>> Begin Data for processing
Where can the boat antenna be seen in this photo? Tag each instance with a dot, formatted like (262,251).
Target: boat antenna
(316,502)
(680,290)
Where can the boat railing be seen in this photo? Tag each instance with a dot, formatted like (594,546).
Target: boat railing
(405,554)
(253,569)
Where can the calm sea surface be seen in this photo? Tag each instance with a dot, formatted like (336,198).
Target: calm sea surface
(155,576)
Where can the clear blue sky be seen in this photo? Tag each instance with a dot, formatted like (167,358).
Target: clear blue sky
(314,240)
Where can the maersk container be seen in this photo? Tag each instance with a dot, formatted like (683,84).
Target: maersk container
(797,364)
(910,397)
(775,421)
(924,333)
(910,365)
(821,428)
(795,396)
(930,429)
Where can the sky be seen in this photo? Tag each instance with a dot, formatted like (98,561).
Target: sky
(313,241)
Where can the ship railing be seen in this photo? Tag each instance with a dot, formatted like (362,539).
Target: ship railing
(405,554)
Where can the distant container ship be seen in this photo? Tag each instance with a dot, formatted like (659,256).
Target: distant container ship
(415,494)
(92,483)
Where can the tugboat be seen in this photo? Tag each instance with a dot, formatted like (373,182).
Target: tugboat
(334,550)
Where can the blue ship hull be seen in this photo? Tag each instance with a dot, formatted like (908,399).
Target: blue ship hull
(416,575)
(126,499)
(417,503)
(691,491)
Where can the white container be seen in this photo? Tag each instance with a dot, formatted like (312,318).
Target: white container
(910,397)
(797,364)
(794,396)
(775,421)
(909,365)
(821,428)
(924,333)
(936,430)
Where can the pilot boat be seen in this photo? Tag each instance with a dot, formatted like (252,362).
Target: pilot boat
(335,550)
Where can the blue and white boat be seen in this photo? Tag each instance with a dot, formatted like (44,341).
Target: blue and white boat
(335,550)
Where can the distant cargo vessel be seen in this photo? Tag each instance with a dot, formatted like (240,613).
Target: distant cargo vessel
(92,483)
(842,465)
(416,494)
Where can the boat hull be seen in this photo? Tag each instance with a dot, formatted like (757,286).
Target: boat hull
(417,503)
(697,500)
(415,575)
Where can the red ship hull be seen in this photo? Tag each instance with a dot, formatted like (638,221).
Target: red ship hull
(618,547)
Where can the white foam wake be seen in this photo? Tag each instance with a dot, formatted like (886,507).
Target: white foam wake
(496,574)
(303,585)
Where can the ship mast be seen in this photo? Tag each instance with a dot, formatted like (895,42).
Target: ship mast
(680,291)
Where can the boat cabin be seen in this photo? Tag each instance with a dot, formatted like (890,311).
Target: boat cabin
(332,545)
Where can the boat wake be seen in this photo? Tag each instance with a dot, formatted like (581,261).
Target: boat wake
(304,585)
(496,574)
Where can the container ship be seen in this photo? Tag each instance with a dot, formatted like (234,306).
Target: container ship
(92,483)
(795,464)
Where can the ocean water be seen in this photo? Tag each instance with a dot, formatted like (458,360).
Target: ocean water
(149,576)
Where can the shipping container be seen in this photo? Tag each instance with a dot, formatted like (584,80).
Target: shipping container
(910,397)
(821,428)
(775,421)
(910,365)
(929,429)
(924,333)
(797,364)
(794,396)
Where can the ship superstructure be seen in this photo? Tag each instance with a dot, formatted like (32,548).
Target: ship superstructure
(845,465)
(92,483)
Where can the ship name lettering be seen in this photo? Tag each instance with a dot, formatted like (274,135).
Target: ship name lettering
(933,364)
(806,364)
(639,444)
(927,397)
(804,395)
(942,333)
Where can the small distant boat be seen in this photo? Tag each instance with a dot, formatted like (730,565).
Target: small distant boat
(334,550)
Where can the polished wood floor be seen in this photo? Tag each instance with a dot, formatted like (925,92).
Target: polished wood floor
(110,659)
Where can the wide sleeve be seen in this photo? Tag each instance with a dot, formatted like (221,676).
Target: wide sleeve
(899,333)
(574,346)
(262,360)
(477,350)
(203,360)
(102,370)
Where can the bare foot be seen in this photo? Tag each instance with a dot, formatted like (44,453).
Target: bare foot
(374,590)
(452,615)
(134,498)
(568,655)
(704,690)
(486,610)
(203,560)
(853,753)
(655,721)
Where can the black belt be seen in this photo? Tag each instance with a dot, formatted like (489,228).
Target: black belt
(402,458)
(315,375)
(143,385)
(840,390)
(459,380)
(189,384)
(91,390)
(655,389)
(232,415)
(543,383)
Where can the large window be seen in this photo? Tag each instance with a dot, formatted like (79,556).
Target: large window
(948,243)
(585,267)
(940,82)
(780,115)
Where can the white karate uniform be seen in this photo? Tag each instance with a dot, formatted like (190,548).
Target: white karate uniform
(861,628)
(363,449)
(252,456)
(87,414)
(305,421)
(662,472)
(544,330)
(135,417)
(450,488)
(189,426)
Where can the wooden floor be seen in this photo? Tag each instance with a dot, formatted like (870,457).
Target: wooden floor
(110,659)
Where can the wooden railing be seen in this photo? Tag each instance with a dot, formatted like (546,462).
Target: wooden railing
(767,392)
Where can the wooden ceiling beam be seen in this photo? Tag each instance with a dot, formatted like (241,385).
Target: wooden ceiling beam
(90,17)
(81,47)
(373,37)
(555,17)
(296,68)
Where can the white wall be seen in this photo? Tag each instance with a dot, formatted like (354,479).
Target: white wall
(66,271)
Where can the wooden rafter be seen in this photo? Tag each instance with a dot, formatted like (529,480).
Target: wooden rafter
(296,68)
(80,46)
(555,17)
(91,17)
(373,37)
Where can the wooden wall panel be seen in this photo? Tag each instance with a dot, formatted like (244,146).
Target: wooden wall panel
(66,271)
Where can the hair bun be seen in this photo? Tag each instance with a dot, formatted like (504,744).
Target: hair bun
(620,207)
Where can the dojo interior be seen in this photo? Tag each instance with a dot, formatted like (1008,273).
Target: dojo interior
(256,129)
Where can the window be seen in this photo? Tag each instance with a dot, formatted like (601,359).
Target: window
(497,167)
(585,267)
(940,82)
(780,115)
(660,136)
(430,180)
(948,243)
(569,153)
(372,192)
>> End Data for processing
#### Stated task:
Rewrite everything from the line containing "Where can the window" down to the end of the data, adding 54 to each number in the answer coordinates. Keep every other line unchanged, including the sample coordinates.

#### Exercise response:
Where can the window be seen in this photo? Tag each instance with a dot, formatted like (601,359).
Target: window
(551,221)
(639,321)
(994,136)
(834,169)
(714,190)
(484,234)
(1002,297)
(623,207)
(426,246)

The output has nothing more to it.